Problem to solve: From the lines below, copy out only those that contain the word "street".

Material provided:
══════
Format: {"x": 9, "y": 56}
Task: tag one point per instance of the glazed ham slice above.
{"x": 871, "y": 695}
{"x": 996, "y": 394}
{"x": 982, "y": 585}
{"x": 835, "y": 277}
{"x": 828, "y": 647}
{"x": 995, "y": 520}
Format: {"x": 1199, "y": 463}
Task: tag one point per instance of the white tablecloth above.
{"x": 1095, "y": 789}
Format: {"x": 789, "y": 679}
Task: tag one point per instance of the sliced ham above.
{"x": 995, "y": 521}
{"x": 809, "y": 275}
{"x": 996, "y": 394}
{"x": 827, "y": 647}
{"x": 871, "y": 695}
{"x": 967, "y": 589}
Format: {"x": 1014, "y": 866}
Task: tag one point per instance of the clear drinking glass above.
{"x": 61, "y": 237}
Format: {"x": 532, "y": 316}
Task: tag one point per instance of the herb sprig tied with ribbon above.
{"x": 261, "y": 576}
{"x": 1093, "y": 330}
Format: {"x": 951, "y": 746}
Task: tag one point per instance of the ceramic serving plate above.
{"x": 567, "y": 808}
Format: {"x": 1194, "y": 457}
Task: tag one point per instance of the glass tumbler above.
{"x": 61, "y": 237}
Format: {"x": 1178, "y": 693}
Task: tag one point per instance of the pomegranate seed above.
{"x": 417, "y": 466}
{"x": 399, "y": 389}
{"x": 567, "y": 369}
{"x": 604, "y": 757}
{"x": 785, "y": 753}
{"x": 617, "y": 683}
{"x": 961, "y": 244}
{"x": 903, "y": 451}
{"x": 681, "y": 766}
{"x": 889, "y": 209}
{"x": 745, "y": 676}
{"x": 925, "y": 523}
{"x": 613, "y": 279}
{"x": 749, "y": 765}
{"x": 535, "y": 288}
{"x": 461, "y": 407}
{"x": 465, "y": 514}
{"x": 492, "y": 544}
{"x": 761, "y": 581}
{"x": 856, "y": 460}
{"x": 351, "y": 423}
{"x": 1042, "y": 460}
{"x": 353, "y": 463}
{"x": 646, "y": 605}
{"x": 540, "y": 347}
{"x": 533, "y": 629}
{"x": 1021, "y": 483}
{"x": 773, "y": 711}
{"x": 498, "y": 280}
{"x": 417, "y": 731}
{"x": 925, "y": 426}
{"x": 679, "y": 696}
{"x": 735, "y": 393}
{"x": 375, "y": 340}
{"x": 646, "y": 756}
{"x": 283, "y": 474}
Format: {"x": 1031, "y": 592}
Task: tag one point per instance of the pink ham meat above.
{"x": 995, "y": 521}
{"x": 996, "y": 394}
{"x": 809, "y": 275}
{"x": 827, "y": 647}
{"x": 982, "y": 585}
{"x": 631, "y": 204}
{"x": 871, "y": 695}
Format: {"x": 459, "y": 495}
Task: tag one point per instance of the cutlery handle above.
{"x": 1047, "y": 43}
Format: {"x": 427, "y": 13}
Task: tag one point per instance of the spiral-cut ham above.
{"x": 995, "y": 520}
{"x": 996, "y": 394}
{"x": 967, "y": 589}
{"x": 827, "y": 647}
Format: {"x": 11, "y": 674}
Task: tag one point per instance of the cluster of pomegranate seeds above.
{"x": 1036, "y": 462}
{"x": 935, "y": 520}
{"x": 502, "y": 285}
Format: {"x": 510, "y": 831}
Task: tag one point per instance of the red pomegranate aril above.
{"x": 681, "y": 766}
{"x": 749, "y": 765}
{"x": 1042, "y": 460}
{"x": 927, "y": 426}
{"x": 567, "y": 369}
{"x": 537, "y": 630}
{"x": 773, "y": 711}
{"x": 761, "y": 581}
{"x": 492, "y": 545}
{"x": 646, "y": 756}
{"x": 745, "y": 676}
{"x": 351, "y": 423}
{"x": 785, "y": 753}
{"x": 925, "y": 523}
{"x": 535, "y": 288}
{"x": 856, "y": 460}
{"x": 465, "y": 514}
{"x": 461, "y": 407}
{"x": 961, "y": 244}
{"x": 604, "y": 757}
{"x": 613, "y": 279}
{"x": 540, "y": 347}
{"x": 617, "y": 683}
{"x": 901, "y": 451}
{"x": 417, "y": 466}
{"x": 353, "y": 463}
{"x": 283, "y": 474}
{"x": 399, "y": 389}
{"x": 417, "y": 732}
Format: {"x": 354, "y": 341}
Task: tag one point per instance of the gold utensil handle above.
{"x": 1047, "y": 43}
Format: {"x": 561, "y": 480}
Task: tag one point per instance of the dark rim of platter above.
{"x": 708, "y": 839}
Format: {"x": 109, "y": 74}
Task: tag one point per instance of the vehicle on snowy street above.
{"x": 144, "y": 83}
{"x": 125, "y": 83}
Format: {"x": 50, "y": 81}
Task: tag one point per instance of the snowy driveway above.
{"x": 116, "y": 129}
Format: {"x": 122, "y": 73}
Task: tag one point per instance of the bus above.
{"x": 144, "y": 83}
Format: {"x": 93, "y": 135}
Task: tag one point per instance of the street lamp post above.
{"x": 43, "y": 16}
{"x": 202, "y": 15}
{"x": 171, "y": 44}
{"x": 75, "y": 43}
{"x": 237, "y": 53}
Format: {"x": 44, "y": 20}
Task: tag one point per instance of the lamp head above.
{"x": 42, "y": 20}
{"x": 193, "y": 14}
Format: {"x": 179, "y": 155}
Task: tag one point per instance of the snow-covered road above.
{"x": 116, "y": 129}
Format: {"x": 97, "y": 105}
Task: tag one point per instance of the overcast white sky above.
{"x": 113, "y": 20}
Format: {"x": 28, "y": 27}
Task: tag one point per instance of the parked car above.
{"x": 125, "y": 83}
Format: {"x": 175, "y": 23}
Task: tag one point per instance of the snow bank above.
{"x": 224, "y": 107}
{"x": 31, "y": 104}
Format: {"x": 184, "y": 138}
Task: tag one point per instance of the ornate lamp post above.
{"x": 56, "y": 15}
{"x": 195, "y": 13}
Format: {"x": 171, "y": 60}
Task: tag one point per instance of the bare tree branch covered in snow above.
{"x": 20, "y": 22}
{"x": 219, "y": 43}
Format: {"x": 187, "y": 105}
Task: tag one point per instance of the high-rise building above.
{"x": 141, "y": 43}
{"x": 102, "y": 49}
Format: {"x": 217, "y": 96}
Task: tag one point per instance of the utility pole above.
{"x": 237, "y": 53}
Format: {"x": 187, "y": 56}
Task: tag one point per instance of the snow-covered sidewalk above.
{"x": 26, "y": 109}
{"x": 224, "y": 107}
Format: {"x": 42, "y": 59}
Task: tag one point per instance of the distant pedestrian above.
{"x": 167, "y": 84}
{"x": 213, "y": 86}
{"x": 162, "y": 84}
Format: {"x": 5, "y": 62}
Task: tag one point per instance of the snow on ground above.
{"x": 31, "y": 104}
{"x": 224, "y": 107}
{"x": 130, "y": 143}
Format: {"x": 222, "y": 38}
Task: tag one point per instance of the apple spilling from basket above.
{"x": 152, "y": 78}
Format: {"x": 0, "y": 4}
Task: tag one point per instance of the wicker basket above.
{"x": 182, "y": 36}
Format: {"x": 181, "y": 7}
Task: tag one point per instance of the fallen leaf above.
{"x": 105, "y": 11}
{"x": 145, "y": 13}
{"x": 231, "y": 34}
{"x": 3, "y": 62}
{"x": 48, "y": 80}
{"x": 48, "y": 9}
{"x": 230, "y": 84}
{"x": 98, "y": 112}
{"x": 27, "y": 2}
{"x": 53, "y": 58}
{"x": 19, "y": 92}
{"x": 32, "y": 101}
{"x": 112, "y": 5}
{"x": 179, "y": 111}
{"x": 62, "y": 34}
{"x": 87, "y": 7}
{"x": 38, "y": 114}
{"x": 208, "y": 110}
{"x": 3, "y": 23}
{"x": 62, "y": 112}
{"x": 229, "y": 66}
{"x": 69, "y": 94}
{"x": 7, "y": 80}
══════
Response to this task:
Task: tag one point per instance of the vehicle on snowy street above.
Task: tag one point per instance of the street lamp post above.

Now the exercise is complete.